**EXERCISE SET**:
1: In the article about faculty departures at Gordon College, set down the part that opens with the words containing "This is one" and closes with "her first year.".
2: In the article about faculty departures at Gordon College, how many years did Emmanuelle Vanborre teach French at Gordon?
╭─ TEXT PASSAGE
This is one article in a series explaining changes at Gordon College, called Define: Gordon
By Madeline Linnell ‘17
“She’s just this tiny little French woman, who is so passionate and the most American French woman I know,” said Emma Kaapana ‘17 about ex-Gordon College professor Emmanuelle Vanborre. “She has so much love for what she does and for sharing her own culture with her students. It’s infectious.”
Vanborre taught French courses for seven years at Gordon and served as the Languages and Linguistics Department Chair. Kaapana said it was because of “this tiny little French woman” that she decided to stay at the college and not transfer after her first year.
Rebecca Maciuba ‘17 said of Vanborre, “She was an amazing example of what it was to be an academic woman. Very professional and very confident. She was able to connect and make you excited about learning and wanting to be there.”
Despite Vanborre’s popularity among students, she was asked to leave the college due to the 2015 budget prioritization process. She was one of four professors, alongside James Trent, Judith Oleson and Rini Cobbey who accepted the offer to leave the school in exchange for a year’s worth of sabbatical pay. Part of her negotiation included signing a Non-Disparagement Agreement (NDA), which requires her to not making disparaging comments about the college.
Professor Damon Dimauro said that a reason that Vanborre accepted the offer to leave in exchange for a year’s worth of sabbatical pay was because she was “planning on eventually returning to France anyway.”
Maciuba said, “The school never told me my advisor was leaving. I found out from her. She said in an email, “I can’t really explain much, but I’m not returning.” But the college never told me my advisor wasn’t returning all throughout the rest of the summer.”
Moises Park and Gregor Thuswaldner left the Language Department in Spring 2016. Park taught Spanish courses for five and a half years, and Thuswaldner taught German for 13. Thuswaldner earned the Junior Distinguished Faculty Award in 2006 and launched the Salzburg Institute in Austria. Park taught courses in the Communication Arts Department. He also earned the Junior Distinguished Faculty Award in 2016. The two professors left for other employment opportunities, not because of the 2015 budget cuts.
German language student Mikayla Allen ‘17 said, “I found out Dr. Thuswaldner was leaving through Facebook. There was no notification. I was a little upset about that, because I was abroad and trying to plan my courses when I came back. He never told me that he was leaving, and I understand that because he never even told Gordon. But it was very frustrating, because we put in all this work planning for my independent study, but once he left, I had to re-do everything with someone else.”
╰─
╭─ DATASET CONTENT
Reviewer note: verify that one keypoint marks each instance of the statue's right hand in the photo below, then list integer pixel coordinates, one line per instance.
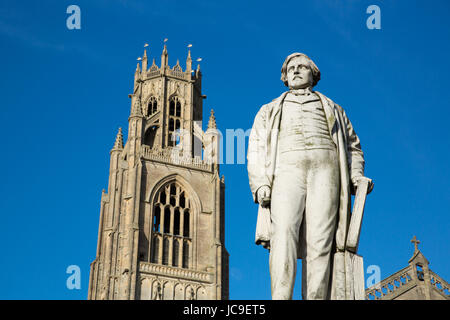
╰─
**SOLUTION SET**:
1:
This is one article in a series explaining changes at Gordon College, called Define: Gordon
By Madeline Linnell ‘17
“She’s just this tiny little French woman, who is so passionate and the most American French woman I know,” said Emma Kaapana ‘17 about ex-Gordon College professor Emmanuelle Vanborre. “She has so much love for what she does and for sharing her own culture with her students. It’s infectious.”
Vanborre taught French courses for seven years at Gordon and served as the Languages and Linguistics Department Chair. Kaapana said it was because of “this tiny little French woman” that she decided to stay at the college and not transfer after her first year.

2: Seven years.